Required action — According to the text on the Tale of Sarcastic Halli, which version of the þáttr is the basis for the English translation?

= The Tale of Sarcastic Halli =

The Tale of Sarcastic Halli (Icelandic Sneglu-Halla þáttur) is an Icelandic þáttr that despite being criticized for its lack of proper structure, has been praised for its strong comedic effect. The þáttr tells the tale of a battle of wits between Sarcastic (or Skinny) Halli and Thjodolf master-poet in their attempts to appeal to King Harald. The þáttr is contained in the kings' saga Morkinskinna, and an extended version exists in Flateyjarbók, which is the basis for the English translation.

== Plot synopsis ==
=== Flateyjarbók version ===
Sarcastic Halli, an Icelander named for his sharp wit, entered into King Harald’s service and into competition with the court's master-poet, Thjodolf, to see who was the best. After quickly composing an insulting verse of the court's dwarf, Halli’s great skill is acknowledged by the king.

Halli soon becomes a critic of the king and his dining practices, as the king would start eating first and remove all food after he was full, often before everyone else was satisfied. The king confronts him over a bowl of porridge, which inspires his punishment to force Halli to eat porridge until he bursts or be decapitated. Halli calls him on his bluff and the king backs down.

He is tested again by being forced to compose a poetic verse before the dwarf can carry a roast pig to him. Halli succeeds and is much praised. He enters into conflict with Thjodolf again after Thjodolf accuses Halli of lying about his poem for the king. They engage in a senna, of which Halli is the victor.

Halli, in an attempt to punish an overbearing man named Einar the Fly, falsely claims he slew his brother. The man, known never to pay compensation, initially threatens Halli but eventually concedes after Halli threatens to ruin his name with insulting verses. Einar offers him three silver marks that are in his wallet. When Halli retrieves the wallet there are four, of which he takes three to avoid stealing so Einar has no way of taking legal recourse.

Halli goes to Denmark where he tricks a man, Raud, out of a golden arm ring and recites a very poor poem to the King of Denmark, in an attempt to receive money. The king takes well to the poem. The king offers to pour silver on his head, and Halli can keep what sticks to his hair. The plan backfires when Halli puts tar in his hair.

Halli receives an axe when he is caught staring at it. The king offers to have sex with him for it, to which Halli replies “No, but it seems understandable that you should sell the axe for the same price you paid for it." When king Haraldr gets word of Halli's death, he jokes that this was probably over a bowl of porridge.

=== Morkinskinna version ===
This less known version, included in the Morkinskinna kings saga, follows similar lines as the later Flateyjarbók version, but is less explicit in both its language and its story. In addition the style is more subtle and the narrative leaves more to the audience's intuition. The story ends with Sneglu-Halli returning to the Norwegian king's court on a ship, after he frightens a group of German merchants in order to gain passage.

Information supplied —
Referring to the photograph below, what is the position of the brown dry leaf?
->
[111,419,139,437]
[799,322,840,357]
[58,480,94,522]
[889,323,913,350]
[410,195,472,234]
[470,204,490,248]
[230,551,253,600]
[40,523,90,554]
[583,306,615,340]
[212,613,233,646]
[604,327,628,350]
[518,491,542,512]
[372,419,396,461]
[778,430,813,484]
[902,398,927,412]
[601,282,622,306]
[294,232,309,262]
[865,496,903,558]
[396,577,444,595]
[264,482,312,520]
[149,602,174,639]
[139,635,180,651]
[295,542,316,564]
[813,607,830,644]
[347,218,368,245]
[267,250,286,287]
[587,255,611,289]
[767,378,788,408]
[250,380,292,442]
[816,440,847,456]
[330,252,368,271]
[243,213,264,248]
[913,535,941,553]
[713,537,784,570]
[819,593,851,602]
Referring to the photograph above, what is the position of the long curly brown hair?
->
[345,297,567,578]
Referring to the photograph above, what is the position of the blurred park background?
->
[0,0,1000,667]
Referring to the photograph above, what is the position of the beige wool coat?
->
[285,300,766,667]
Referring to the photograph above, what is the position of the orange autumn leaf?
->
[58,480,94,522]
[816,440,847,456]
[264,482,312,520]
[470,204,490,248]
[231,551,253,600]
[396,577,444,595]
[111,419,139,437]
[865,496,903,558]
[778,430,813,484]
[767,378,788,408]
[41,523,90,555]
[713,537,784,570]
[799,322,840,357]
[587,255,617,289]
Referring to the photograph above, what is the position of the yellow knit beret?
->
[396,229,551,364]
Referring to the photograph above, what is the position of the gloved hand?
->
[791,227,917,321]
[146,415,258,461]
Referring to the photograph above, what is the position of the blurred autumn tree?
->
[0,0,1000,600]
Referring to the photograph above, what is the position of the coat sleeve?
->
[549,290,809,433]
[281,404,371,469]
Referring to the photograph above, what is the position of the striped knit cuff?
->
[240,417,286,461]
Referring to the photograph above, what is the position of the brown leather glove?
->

Your solution — The extended version in Flateyjarbók.